**Extracted text**:

"""

A Genealogical Survey of the Neighbors and Allied Families
of William and Nancy Ramsey
By Lee Kemp Ramsey
This genealogical survey of some early settlers in Mecklenburg Co., NC is
presented according to the census enumerator's apparent alphabetical listing;
and, reflects only a portion of those residing in the Long Creek Settlement,
which was then in district number six for the 1790 census. Thus, it does not
necessarily reflect the location of the house- holder's land in relationship to
an adjoining landowner. The original census visitation is taken from the
National Archives Microfilm Publication Microcopy No. 637, Population Schedules
of the First Census of the United States 1790, Roll 7, North Carolina, Volume 1
and 2, p. 359; and will be supplemented by the 1800 U.S. Census for Mecklenburg
along with will records, land deeds, and military records, as well as family sources.

"""

**Entries supplied**:
"""

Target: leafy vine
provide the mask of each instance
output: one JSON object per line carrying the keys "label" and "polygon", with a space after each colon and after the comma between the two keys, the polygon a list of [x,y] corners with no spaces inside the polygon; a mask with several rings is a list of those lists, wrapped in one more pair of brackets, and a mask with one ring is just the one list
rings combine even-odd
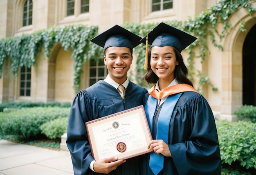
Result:
{"label": "leafy vine", "polygon": [[[189,18],[187,20],[183,23],[177,21],[165,22],[174,27],[192,34],[198,38],[195,42],[186,49],[189,54],[187,60],[188,65],[187,65],[189,71],[189,77],[192,81],[193,80],[193,76],[195,75],[200,78],[199,83],[201,87],[198,87],[197,90],[200,93],[203,93],[202,86],[205,84],[211,86],[213,91],[218,90],[217,88],[210,83],[210,80],[208,76],[204,75],[200,71],[198,71],[196,74],[194,67],[194,58],[200,58],[202,63],[206,58],[206,52],[209,51],[207,45],[207,37],[209,36],[213,45],[222,51],[222,47],[217,43],[215,34],[216,34],[221,40],[227,32],[228,29],[231,27],[228,22],[229,17],[239,8],[247,9],[250,15],[256,12],[256,9],[251,5],[252,2],[255,2],[256,0],[222,0],[216,5],[208,8],[205,11],[201,12],[195,16],[194,20]],[[218,31],[216,28],[218,23],[222,23],[223,25],[222,30],[220,32]],[[124,27],[132,32],[144,37],[157,24],[126,24]],[[245,30],[245,25],[244,20],[242,20],[240,25],[240,29],[242,31]],[[199,46],[200,47],[198,55],[195,55],[195,53],[193,50],[196,45]],[[140,58],[138,59],[137,63],[136,79],[141,85],[144,85],[139,82],[141,82],[141,77],[145,73],[143,70],[145,48],[145,46],[141,45],[136,47],[135,52]]]}
{"label": "leafy vine", "polygon": [[[256,0],[222,0],[217,4],[207,8],[195,17],[193,20],[189,18],[184,22],[178,21],[166,21],[165,22],[175,27],[191,33],[198,37],[198,40],[188,47],[186,49],[189,56],[187,60],[187,67],[189,78],[192,81],[193,76],[200,77],[201,86],[207,84],[212,87],[213,91],[217,90],[211,83],[209,78],[198,71],[197,73],[194,67],[195,57],[201,58],[201,63],[206,58],[206,52],[208,51],[207,45],[207,37],[209,36],[212,44],[221,50],[222,47],[216,42],[215,36],[221,40],[231,27],[228,22],[230,16],[238,10],[239,8],[247,9],[251,15],[256,12],[252,7],[251,3]],[[218,23],[222,23],[223,29],[220,31],[216,28]],[[157,23],[126,23],[123,27],[141,37],[144,36]],[[241,31],[244,31],[245,22],[242,20],[240,25]],[[20,67],[31,67],[36,62],[38,51],[44,49],[44,54],[49,57],[51,49],[56,43],[60,43],[66,51],[72,52],[72,58],[74,60],[75,68],[73,88],[76,92],[80,89],[80,76],[82,72],[83,64],[90,59],[102,58],[102,49],[92,43],[90,39],[97,34],[98,28],[96,27],[87,27],[82,25],[71,25],[64,28],[51,28],[36,32],[32,34],[23,35],[20,36],[7,38],[0,40],[0,78],[2,76],[3,65],[4,61],[9,58],[11,63],[11,72],[16,76]],[[195,55],[193,48],[199,46],[200,52]],[[143,68],[145,58],[145,46],[140,45],[136,47],[135,53],[137,55],[135,79],[141,85],[146,86],[141,82],[141,77],[144,74]],[[202,93],[202,87],[197,89]]]}

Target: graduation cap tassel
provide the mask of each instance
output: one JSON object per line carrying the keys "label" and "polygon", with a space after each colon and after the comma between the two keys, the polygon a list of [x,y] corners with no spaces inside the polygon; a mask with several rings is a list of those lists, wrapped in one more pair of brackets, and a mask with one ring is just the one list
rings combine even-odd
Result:
{"label": "graduation cap tassel", "polygon": [[148,34],[147,34],[147,37],[146,38],[146,52],[145,54],[145,63],[144,64],[144,69],[145,70],[148,70]]}

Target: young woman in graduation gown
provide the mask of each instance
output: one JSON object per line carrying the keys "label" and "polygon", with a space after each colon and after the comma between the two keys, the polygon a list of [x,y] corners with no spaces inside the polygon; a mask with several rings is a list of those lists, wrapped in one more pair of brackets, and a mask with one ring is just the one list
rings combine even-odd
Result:
{"label": "young woman in graduation gown", "polygon": [[141,41],[151,45],[143,80],[156,83],[145,105],[153,140],[152,152],[143,156],[143,175],[221,174],[213,113],[186,77],[180,54],[196,39],[162,22]]}

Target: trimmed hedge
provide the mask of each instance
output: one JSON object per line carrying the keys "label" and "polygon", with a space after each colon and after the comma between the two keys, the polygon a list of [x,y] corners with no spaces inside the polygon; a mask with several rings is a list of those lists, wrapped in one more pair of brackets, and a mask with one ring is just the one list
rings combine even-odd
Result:
{"label": "trimmed hedge", "polygon": [[256,123],[216,120],[216,125],[222,174],[256,174]]}
{"label": "trimmed hedge", "polygon": [[18,140],[31,140],[41,134],[43,124],[59,117],[67,117],[70,108],[35,107],[0,112],[0,135],[14,136]]}
{"label": "trimmed hedge", "polygon": [[249,120],[256,123],[256,106],[252,105],[243,105],[238,108],[234,112],[238,120]]}
{"label": "trimmed hedge", "polygon": [[42,133],[50,139],[61,139],[67,132],[68,117],[59,117],[41,125]]}

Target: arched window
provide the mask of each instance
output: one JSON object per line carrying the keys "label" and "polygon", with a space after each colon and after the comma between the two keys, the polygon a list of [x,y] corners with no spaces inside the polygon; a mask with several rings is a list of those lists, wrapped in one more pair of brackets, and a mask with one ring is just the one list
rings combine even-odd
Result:
{"label": "arched window", "polygon": [[81,13],[89,12],[89,0],[81,0]]}
{"label": "arched window", "polygon": [[173,8],[173,0],[152,0],[152,11]]}
{"label": "arched window", "polygon": [[27,0],[23,6],[23,20],[22,26],[32,25],[33,2],[32,0]]}
{"label": "arched window", "polygon": [[75,12],[75,0],[68,0],[67,2],[67,16],[74,15]]}
{"label": "arched window", "polygon": [[20,96],[30,96],[31,82],[31,68],[25,66],[21,67],[20,81]]}
{"label": "arched window", "polygon": [[89,85],[92,85],[100,80],[105,79],[107,74],[107,66],[104,63],[103,59],[90,60]]}

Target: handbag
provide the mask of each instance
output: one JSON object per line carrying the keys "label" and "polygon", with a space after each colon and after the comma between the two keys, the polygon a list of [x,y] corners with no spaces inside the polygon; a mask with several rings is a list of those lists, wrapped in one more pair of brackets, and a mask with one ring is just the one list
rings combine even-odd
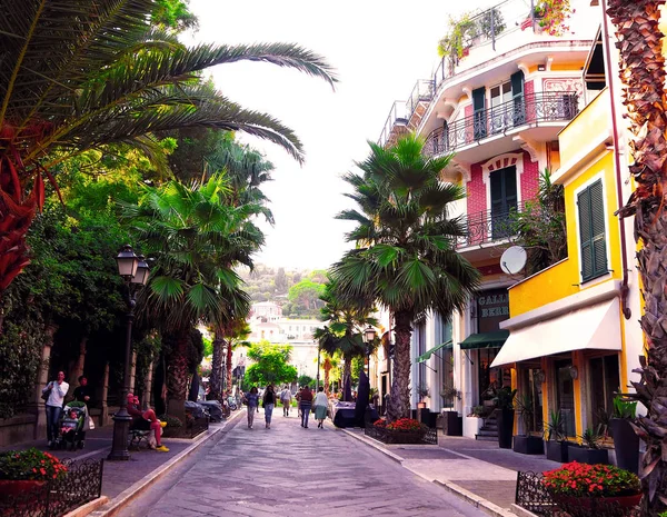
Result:
{"label": "handbag", "polygon": [[47,400],[49,400],[49,397],[51,396],[51,390],[52,390],[52,389],[53,389],[53,388],[49,388],[49,389],[47,389],[47,390],[46,390],[46,391],[44,391],[44,392],[41,395],[41,397],[42,397],[42,400],[43,400],[44,402],[46,402]]}

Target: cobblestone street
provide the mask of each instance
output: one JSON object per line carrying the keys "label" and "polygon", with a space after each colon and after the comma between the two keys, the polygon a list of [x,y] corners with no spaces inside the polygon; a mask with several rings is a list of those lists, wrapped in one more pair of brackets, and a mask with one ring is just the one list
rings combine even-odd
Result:
{"label": "cobblestone street", "polygon": [[331,426],[263,411],[202,446],[121,517],[466,516],[480,510]]}

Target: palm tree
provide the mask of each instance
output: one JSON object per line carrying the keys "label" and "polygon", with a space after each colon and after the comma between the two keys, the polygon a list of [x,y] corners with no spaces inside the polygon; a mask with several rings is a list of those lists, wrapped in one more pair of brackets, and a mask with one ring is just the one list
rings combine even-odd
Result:
{"label": "palm tree", "polygon": [[609,0],[607,10],[617,28],[624,101],[635,137],[630,142],[635,161],[629,169],[637,189],[620,216],[635,216],[640,245],[637,264],[645,300],[646,356],[639,358],[640,380],[631,384],[636,390],[633,398],[646,407],[646,416],[637,417],[637,434],[646,443],[641,461],[645,516],[667,510],[667,120],[664,34],[658,27],[664,4],[665,0]]}
{"label": "palm tree", "polygon": [[[352,359],[364,357],[367,354],[367,345],[364,342],[364,328],[368,325],[377,326],[378,321],[370,315],[375,307],[359,306],[345,302],[336,295],[336,285],[327,282],[325,294],[320,297],[325,307],[320,309],[321,317],[328,321],[328,326],[317,328],[312,337],[318,346],[328,355],[339,351],[345,360],[342,370],[342,386],[347,387],[347,380],[352,378]],[[326,371],[326,370],[325,370]],[[327,371],[326,371],[327,372]],[[328,375],[328,372],[327,372]],[[325,382],[328,379],[325,379]],[[344,391],[344,400],[350,400],[351,394]]]}
{"label": "palm tree", "polygon": [[348,233],[356,248],[332,267],[337,295],[357,304],[377,301],[394,316],[396,352],[388,417],[410,415],[411,325],[429,310],[449,316],[462,310],[480,274],[457,253],[456,239],[466,233],[448,207],[465,197],[456,185],[440,182],[450,156],[428,158],[424,142],[407,135],[384,149],[369,142],[370,156],[357,163],[361,173],[345,179],[361,211],[338,218],[352,220]]}
{"label": "palm tree", "polygon": [[[0,9],[0,296],[28,265],[26,232],[52,167],[110,143],[165,160],[155,132],[208,127],[267,139],[302,160],[295,133],[201,83],[241,60],[293,68],[334,84],[325,60],[295,44],[187,48],[150,27],[153,0],[8,0]],[[44,59],[48,56],[48,59]]]}
{"label": "palm tree", "polygon": [[156,259],[138,308],[171,344],[167,389],[175,416],[185,410],[190,329],[197,322],[223,327],[250,307],[242,280],[228,265],[246,264],[263,236],[248,222],[246,206],[225,203],[226,188],[218,175],[191,188],[178,182],[147,187],[137,206],[123,207],[142,249]]}

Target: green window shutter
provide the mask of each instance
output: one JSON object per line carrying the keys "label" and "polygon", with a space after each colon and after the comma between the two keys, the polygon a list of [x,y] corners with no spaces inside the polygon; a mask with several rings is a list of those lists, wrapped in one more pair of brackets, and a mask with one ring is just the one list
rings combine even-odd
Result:
{"label": "green window shutter", "polygon": [[601,180],[577,195],[577,208],[579,211],[581,280],[588,281],[608,271]]}

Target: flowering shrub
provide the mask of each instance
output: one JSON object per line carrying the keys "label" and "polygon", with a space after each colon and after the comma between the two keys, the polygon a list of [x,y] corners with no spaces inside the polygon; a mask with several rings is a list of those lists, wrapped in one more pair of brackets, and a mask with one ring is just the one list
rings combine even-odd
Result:
{"label": "flowering shrub", "polygon": [[0,454],[0,479],[48,481],[61,479],[66,473],[56,456],[34,447]]}
{"label": "flowering shrub", "polygon": [[545,473],[545,486],[563,496],[631,496],[641,489],[639,478],[611,465],[587,465],[573,461]]}
{"label": "flowering shrub", "polygon": [[538,24],[551,36],[563,36],[569,30],[565,21],[575,10],[569,0],[542,0],[535,7],[535,17]]}
{"label": "flowering shrub", "polygon": [[411,418],[399,418],[398,420],[388,424],[387,429],[401,433],[415,433],[426,430],[427,427]]}

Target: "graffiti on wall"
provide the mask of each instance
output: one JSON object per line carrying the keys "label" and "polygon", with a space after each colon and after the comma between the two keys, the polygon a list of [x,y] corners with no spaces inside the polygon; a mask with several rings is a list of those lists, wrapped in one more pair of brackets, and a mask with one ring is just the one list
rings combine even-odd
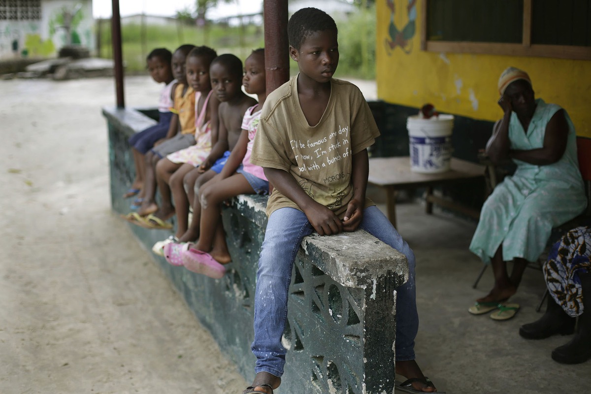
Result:
{"label": "graffiti on wall", "polygon": [[[407,4],[396,0],[385,0],[390,10],[390,22],[388,26],[388,37],[385,39],[386,53],[392,55],[397,47],[400,47],[407,54],[413,51],[413,38],[414,37],[417,20],[417,0],[407,0]],[[402,3],[400,7],[406,11],[405,24],[399,28],[396,24],[396,10],[395,3]]]}
{"label": "graffiti on wall", "polygon": [[92,18],[83,2],[44,4],[45,19],[0,21],[0,58],[47,57],[67,45],[92,47]]}

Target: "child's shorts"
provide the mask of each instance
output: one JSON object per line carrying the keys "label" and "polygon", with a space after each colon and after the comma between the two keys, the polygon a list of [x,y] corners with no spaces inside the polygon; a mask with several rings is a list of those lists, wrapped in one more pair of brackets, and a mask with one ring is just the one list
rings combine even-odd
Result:
{"label": "child's shorts", "polygon": [[157,125],[148,127],[139,133],[129,137],[129,145],[142,155],[146,154],[154,147],[154,144],[158,139],[166,136],[170,126],[172,112],[160,112],[160,118]]}
{"label": "child's shorts", "polygon": [[246,178],[246,181],[250,184],[252,190],[257,194],[269,194],[269,181],[264,179],[261,179],[258,177],[255,177],[250,172],[244,171],[243,166],[241,164],[238,169],[236,170],[238,174],[242,174]]}
{"label": "child's shorts", "polygon": [[216,162],[213,163],[213,165],[212,166],[211,170],[213,170],[215,172],[219,174],[222,172],[222,169],[223,168],[224,164],[228,161],[228,158],[230,157],[230,154],[232,153],[230,151],[226,151],[223,152],[223,155],[220,158],[216,160]]}
{"label": "child's shorts", "polygon": [[178,133],[170,139],[168,139],[157,146],[152,148],[152,152],[161,159],[167,155],[181,149],[195,145],[195,135],[181,134]]}

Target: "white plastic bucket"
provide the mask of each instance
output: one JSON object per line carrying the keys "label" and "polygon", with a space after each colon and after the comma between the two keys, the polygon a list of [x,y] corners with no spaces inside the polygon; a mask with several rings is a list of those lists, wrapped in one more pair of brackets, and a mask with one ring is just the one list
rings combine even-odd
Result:
{"label": "white plastic bucket", "polygon": [[411,170],[416,172],[449,171],[453,115],[440,115],[430,119],[409,116],[407,128]]}

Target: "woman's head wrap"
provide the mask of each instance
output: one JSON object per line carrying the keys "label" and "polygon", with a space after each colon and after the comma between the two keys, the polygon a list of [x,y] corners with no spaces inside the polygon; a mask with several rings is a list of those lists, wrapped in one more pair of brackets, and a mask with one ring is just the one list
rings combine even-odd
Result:
{"label": "woman's head wrap", "polygon": [[531,80],[530,79],[530,76],[527,74],[527,73],[514,67],[508,67],[499,77],[499,93],[502,96],[503,93],[505,93],[505,89],[507,89],[507,86],[512,82],[515,82],[519,79],[527,81],[530,86],[531,86]]}

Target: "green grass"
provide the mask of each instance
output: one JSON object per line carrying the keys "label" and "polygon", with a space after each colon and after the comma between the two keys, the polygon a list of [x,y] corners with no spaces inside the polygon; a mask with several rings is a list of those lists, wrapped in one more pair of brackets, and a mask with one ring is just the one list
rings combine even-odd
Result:
{"label": "green grass", "polygon": [[[347,21],[337,21],[340,61],[338,78],[375,77],[375,8],[359,10]],[[99,57],[112,58],[111,24],[100,23]],[[264,46],[262,26],[246,25],[228,27],[210,25],[207,28],[178,24],[176,26],[140,25],[121,27],[123,58],[128,73],[145,70],[145,57],[154,48],[168,48],[171,51],[183,44],[206,45],[219,54],[233,53],[243,61],[252,50]],[[297,72],[297,64],[290,63],[292,74]]]}

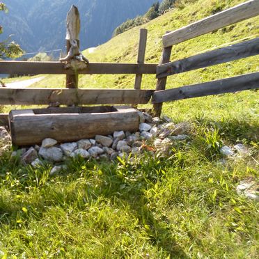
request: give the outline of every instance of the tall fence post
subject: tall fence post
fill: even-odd
[[[145,61],[146,47],[147,45],[148,30],[141,29],[139,33],[139,44],[138,52],[138,64],[143,64]],[[142,74],[136,74],[134,89],[139,90],[141,88],[142,81]],[[134,106],[137,108],[137,105]]]
[[[71,58],[79,54],[80,15],[77,8],[72,6],[67,15],[67,58]],[[78,88],[78,73],[67,74],[66,87]]]
[[[172,52],[172,46],[164,47],[163,49],[162,55],[159,61],[159,65],[168,63],[170,61],[171,53]],[[157,79],[157,87],[155,91],[164,90],[166,88],[167,77]],[[160,117],[163,103],[157,103],[153,106],[153,113],[155,116]]]

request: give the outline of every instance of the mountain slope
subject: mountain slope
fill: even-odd
[[[65,45],[66,14],[72,4],[79,10],[81,45],[97,46],[111,38],[127,19],[145,13],[153,0],[6,0],[9,13],[0,14],[3,38],[13,38],[26,52],[61,49]]]

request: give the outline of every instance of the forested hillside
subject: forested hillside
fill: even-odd
[[[78,6],[81,20],[83,49],[111,38],[127,19],[145,13],[153,0],[6,0],[8,14],[0,14],[1,36],[13,38],[26,52],[61,49],[65,45],[66,14],[72,4]]]

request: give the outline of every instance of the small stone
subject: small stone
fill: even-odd
[[[132,151],[132,148],[130,148],[129,146],[123,146],[121,147],[120,151],[125,152],[125,153],[130,153]]]
[[[242,155],[249,155],[249,151],[243,144],[237,144],[234,146],[234,148]]]
[[[38,158],[37,151],[33,148],[30,148],[28,151],[26,151],[22,156],[22,162],[25,164],[30,164]]]
[[[55,139],[45,139],[42,141],[41,143],[41,146],[45,148],[50,148],[50,147],[53,147],[54,146],[55,146],[57,143],[58,141]]]
[[[191,129],[190,123],[187,122],[180,123],[176,124],[172,134],[173,135],[180,135],[187,133]]]
[[[175,141],[184,141],[189,138],[187,135],[177,135],[177,136],[168,136],[170,139],[173,139]]]
[[[156,136],[158,134],[159,130],[157,126],[154,126],[151,128],[150,133],[152,134],[152,136]]]
[[[126,136],[126,138],[128,138],[131,134],[132,134],[130,132],[127,131],[125,132],[125,136]]]
[[[65,143],[61,145],[61,148],[65,155],[69,157],[71,153],[77,148],[77,144],[75,142]]]
[[[125,146],[127,146],[127,142],[125,141],[119,141],[117,144],[116,149],[118,151],[120,151],[121,148]]]
[[[117,152],[114,152],[112,154],[111,154],[111,160],[116,160],[117,159],[117,157],[118,156],[118,153]]]
[[[109,155],[111,155],[112,153],[115,152],[114,150],[113,150],[112,148],[108,148],[108,147],[104,147],[103,150]]]
[[[234,155],[234,152],[231,150],[230,147],[228,147],[227,146],[223,146],[220,149],[220,152],[226,155],[226,157]]]
[[[154,146],[155,148],[161,148],[162,143],[162,141],[159,139],[157,139],[155,140],[154,141]]]
[[[153,137],[153,135],[151,133],[148,132],[141,132],[141,136],[143,139],[147,139],[147,140],[150,140],[150,139],[151,139]]]
[[[93,144],[94,145],[94,144]],[[77,147],[79,149],[83,148],[87,150],[92,146],[92,143],[90,142],[89,139],[81,139],[77,141]]]
[[[61,162],[63,159],[63,152],[61,148],[50,147],[48,148],[41,147],[39,155],[46,160]]]
[[[166,123],[171,123],[172,121],[172,120],[168,116],[163,116],[162,120]]]
[[[123,131],[120,132],[113,132],[113,138],[118,139],[119,140],[123,140],[125,138],[125,134]]]
[[[81,157],[83,158],[88,158],[90,157],[90,154],[86,150],[83,148],[79,148],[74,150],[72,153],[71,153],[70,157]]]
[[[49,172],[49,175],[53,175],[56,173],[60,173],[62,170],[66,170],[67,166],[56,166],[52,168],[51,171]]]
[[[92,147],[88,150],[88,152],[91,156],[97,157],[98,155],[101,155],[104,152],[104,150],[99,147]]]
[[[95,141],[105,147],[109,147],[113,143],[113,140],[108,136],[96,135]]]
[[[159,117],[155,117],[153,118],[153,122],[155,124],[160,124],[163,123],[163,120]]]
[[[95,139],[89,139],[89,141],[90,143],[93,145],[93,146],[95,146]]]
[[[138,111],[139,116],[139,123],[145,123],[145,116],[143,112]]]
[[[150,130],[152,126],[148,123],[140,123],[139,127],[139,131],[141,132],[148,132],[149,130]]]
[[[149,123],[153,123],[153,119],[151,115],[148,114],[146,112],[144,112],[143,114],[144,115],[146,122]]]
[[[43,166],[43,163],[38,158],[36,159],[31,164],[35,168]]]

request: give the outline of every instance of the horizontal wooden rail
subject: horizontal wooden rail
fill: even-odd
[[[146,104],[152,90],[0,88],[1,104]]]
[[[0,126],[8,126],[8,114],[1,113],[0,114]]]
[[[157,64],[91,63],[78,74],[155,74]],[[60,62],[0,61],[0,74],[74,74]]]
[[[159,65],[157,78],[259,54],[259,38]]]
[[[259,87],[259,72],[155,92],[152,102],[175,101],[181,99],[233,93]]]
[[[259,0],[251,0],[194,22],[163,36],[169,47],[259,15]]]

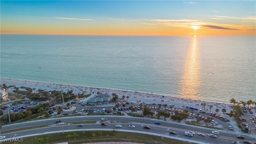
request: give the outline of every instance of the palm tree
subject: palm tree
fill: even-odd
[[[213,105],[210,105],[210,106],[209,106],[209,107],[210,108],[210,112],[211,112],[211,111],[212,110],[212,107],[213,107]]]
[[[42,113],[43,113],[43,112],[44,111],[44,108],[42,108],[42,107],[40,108],[39,108],[39,109],[38,110],[38,112],[40,112],[40,114],[42,114]]]
[[[123,96],[122,96],[122,97],[123,98],[123,101],[124,102],[124,98],[125,98],[125,96],[123,95]]]
[[[219,111],[220,110],[219,110],[218,109],[216,108],[216,109],[215,109],[215,112],[216,112],[217,114],[218,114],[218,113],[219,112]]]
[[[235,105],[236,102],[236,100],[234,98],[232,98],[230,100],[229,100],[229,102],[230,102],[231,104],[234,104],[234,106]]]
[[[76,134],[75,132],[74,132],[73,133],[73,136],[74,136],[75,137],[75,141],[76,141],[76,136],[78,136],[78,134]]]
[[[246,102],[246,104],[248,105],[248,107],[249,107],[249,105],[252,106],[251,105],[252,105],[252,100],[250,100]]]
[[[58,107],[58,114],[59,115],[59,116],[60,115],[60,114],[63,112],[63,107],[60,106]]]
[[[243,105],[243,106],[245,106],[246,105],[246,102],[243,100],[240,100],[240,102]],[[238,104],[237,105],[239,105]]]
[[[46,140],[46,143],[47,143],[47,144],[48,144],[48,140],[49,140],[49,138],[50,138],[50,137],[45,137],[45,140]]]
[[[32,116],[32,112],[30,110],[27,110],[26,111],[26,115],[30,119],[31,118],[31,116]]]
[[[72,137],[72,135],[70,135],[70,134],[68,134],[67,136],[66,136],[66,138],[68,138],[68,141],[69,141],[69,141],[70,141],[70,138],[71,137]]]
[[[102,132],[99,132],[99,134],[100,136],[100,138],[101,138],[101,137],[102,136]]]
[[[226,109],[225,108],[223,108],[221,110],[221,111],[223,113],[223,116],[224,116],[225,115],[225,113],[226,112]]]
[[[96,134],[93,133],[92,134],[92,136],[93,137],[93,139],[95,139],[95,137],[97,136],[97,135],[96,135]]]
[[[70,106],[71,105],[71,103],[70,102],[68,102],[67,104],[66,104],[66,106],[68,107],[69,108]]]
[[[203,106],[204,106],[204,103],[201,103],[201,105],[202,106],[202,109],[203,109]]]
[[[112,133],[114,134],[114,138],[115,138],[115,134],[116,133],[116,130],[115,130],[115,129],[113,129],[113,130],[111,130],[111,133]]]
[[[205,110],[205,106],[206,105],[206,103],[204,103],[203,104],[203,105],[204,106],[204,110]]]
[[[124,108],[124,107],[125,107],[125,106],[126,106],[126,105],[125,104],[123,104],[123,105],[122,105],[122,106]]]
[[[36,88],[33,88],[33,91],[34,91],[34,93],[36,93]]]
[[[50,108],[49,107],[49,106],[47,106],[47,107],[45,107],[45,111],[46,112],[48,112],[49,110],[50,110]]]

"""

**What the task asks**: Reproduce the Ramsey genealogical survey introduction above in full, word for word.

**Answer in full**:
A Genealogical Survey of the Neighbors and Allied Families
of William and Nancy Ramsey
By Lee Kemp Ramsey
This genealogical survey of some early settlers in Mecklenburg Co., NC is
presented according to the census enumerator's apparent alphabetical listing;
and, reflects only a portion of those residing in the Long Creek Settlement,
which was then in district number six for the 1790 census. Thus, it does not
necessarily reflect the location of the house- holder's land in relationship to
an adjoining landowner. The original census visitation is taken from the
National Archives Microfilm Publication Microcopy No. 637, Population Schedules
of the First Census of the United States 1790, Roll 7, North Carolina, Volume 1
and 2, p. 359; and will be supplemented by the 1800 U.S. Census for Mecklenburg
along with will records, land deeds, and military records, as well as family sources.